_Reading text_:

^^^^^^^^

Health And Social Care Expert Comments On Case


A public law specialist at Irwin Mitchell has called on local authorities to ensure they are meeting their health and social care obligations, following the conclusion of an investigation into the support offered to a man with Down’s Syndrome in the north east.

An inquiry by the Health Service and Local Government Ombudsmen has revealed the man, known as Mr J, was kept in hospital for longer than necessary and then moved to inappropriate accommodation which was locked to restrict his access to the outside world.

It has been suggested that Northumberland, Tyne and Wear NHS Foundation Trust and Newcastle City Council failed to take his rights and best interests into account when planning his care, stating that their actions impacted on Mr J’s quality of life and wellbeing.

The release of details about the inquiry has been welcomed by public law specialists at Irwin Mitchell who represent the families of vulnerable members of society who have suffered an infringement of their rights.

^^^^^^^^

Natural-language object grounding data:
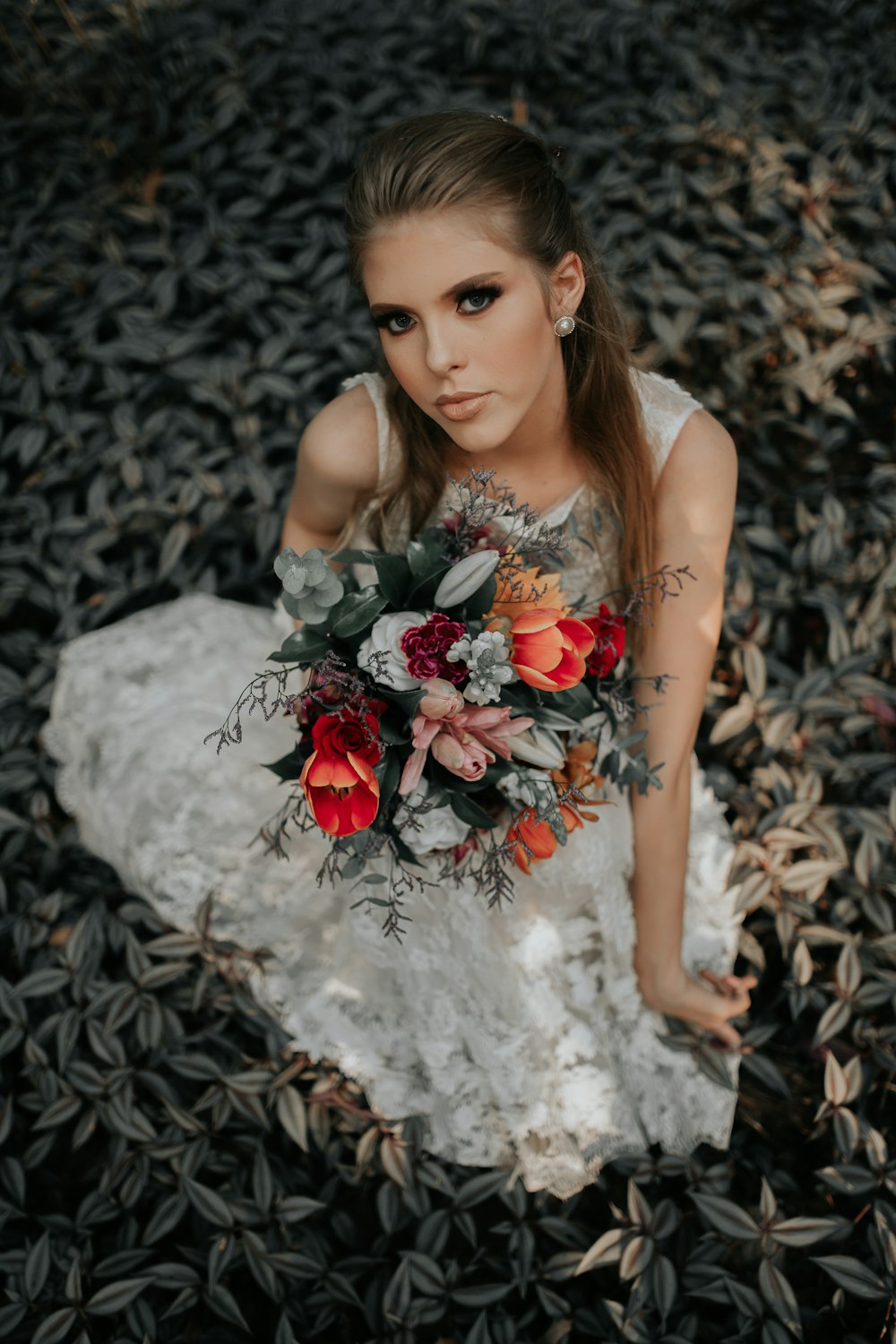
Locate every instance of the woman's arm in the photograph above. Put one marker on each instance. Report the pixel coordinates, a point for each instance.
(338, 456)
(694, 502)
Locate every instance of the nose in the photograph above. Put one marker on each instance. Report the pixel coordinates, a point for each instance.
(444, 349)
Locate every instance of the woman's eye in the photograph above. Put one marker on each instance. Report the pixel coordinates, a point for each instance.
(489, 293)
(481, 293)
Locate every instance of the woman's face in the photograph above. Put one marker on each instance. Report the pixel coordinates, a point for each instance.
(460, 314)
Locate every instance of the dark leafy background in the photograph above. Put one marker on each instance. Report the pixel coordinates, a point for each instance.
(174, 308)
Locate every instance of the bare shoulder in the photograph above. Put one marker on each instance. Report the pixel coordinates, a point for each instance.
(338, 460)
(702, 464)
(340, 443)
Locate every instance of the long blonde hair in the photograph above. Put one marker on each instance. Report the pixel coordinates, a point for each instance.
(505, 177)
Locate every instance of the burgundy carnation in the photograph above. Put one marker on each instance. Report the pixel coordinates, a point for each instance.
(426, 645)
(352, 733)
(608, 642)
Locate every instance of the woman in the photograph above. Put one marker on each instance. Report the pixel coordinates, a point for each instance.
(527, 1037)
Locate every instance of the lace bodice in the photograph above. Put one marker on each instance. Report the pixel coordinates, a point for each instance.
(517, 1035)
(664, 405)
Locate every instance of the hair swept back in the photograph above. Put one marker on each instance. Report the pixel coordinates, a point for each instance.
(505, 175)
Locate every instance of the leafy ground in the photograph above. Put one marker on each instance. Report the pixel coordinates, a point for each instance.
(174, 308)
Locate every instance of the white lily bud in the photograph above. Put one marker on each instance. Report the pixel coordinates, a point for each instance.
(465, 577)
(538, 746)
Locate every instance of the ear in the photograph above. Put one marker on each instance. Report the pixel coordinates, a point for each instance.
(567, 284)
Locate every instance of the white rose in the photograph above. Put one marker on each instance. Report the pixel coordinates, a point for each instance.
(384, 637)
(538, 746)
(440, 828)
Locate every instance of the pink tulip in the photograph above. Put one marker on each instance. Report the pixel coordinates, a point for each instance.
(463, 744)
(441, 699)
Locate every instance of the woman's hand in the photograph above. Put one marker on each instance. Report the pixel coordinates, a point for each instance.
(708, 1005)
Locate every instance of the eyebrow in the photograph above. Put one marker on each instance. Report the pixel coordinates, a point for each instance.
(376, 309)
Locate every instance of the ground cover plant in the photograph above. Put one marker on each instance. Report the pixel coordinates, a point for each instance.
(174, 308)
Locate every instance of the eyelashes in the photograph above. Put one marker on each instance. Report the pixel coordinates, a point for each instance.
(489, 292)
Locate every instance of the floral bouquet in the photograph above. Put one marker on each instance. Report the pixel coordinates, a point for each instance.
(452, 710)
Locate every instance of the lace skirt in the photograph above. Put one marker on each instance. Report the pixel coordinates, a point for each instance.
(517, 1035)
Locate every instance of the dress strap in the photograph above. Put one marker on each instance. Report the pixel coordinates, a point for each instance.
(376, 392)
(665, 406)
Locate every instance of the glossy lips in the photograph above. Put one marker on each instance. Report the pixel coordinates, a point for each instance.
(465, 409)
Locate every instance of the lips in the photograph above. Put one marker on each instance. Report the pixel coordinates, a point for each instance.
(465, 406)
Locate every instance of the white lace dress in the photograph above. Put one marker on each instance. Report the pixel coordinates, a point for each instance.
(517, 1035)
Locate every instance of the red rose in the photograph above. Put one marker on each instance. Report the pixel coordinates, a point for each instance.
(608, 632)
(355, 734)
(425, 648)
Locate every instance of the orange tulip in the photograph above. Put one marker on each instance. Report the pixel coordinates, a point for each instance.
(341, 790)
(548, 648)
(536, 835)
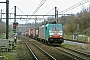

^^^^^^^^

_Assigned task 1_:
Answer these questions using the article on Mr J's care:
(a) Which body carried out the inquiry?
(b) Which two organizations are said to have failed to take Mr J's rights and best interests into account?
(c) Why was the accommodation Mr J was moved to locked?
_Assigned task 2_:
Output the passage of the article on Mr J's care from "The release of" up to and including "of their rights.".
_Assigned task 3_:
Pick up the article on Mr J's care from the point where it stops.

_Exercise answer 1_:
(a) The Health Service and Local Government Ombudsmen.
(b) Northumberland, Tyne and Wear NHS Foundation Trust and Newcastle City Council.
(c) To restrict his access to the outside world.

_Exercise answer 2_:
The release of details about the inquiry has been welcomed by public law specialists at Irwin Mitchell who represent the families of vulnerable members of society who have suffered an infringement of their rights.

_Exercise answer 3_:
Alex Rook, a public law expert at Irwin Mitchell who specialises in cases related to health and social care, said: “It is sad to see that authorities continue to ignore obligations which are vitally important to the welfare of the most vulnerable members of society.

“Where an adult lacks the mental capacity to make decisions as to where they wish to live, a decision should be taken in their best interests. 

“If agreement cannot be reached, proceedings should be issued in the Court of Protection as a matter of urgency, or authorities risk proceedings being brought against them for a breach of the individual’s right to liberty and to a family life in accordance with the European Convention on Human Rights, and damages awards being made as a consequence.

“Lessons must be learned from this inquiry if vulnerable members of society are going to receive the support they need.”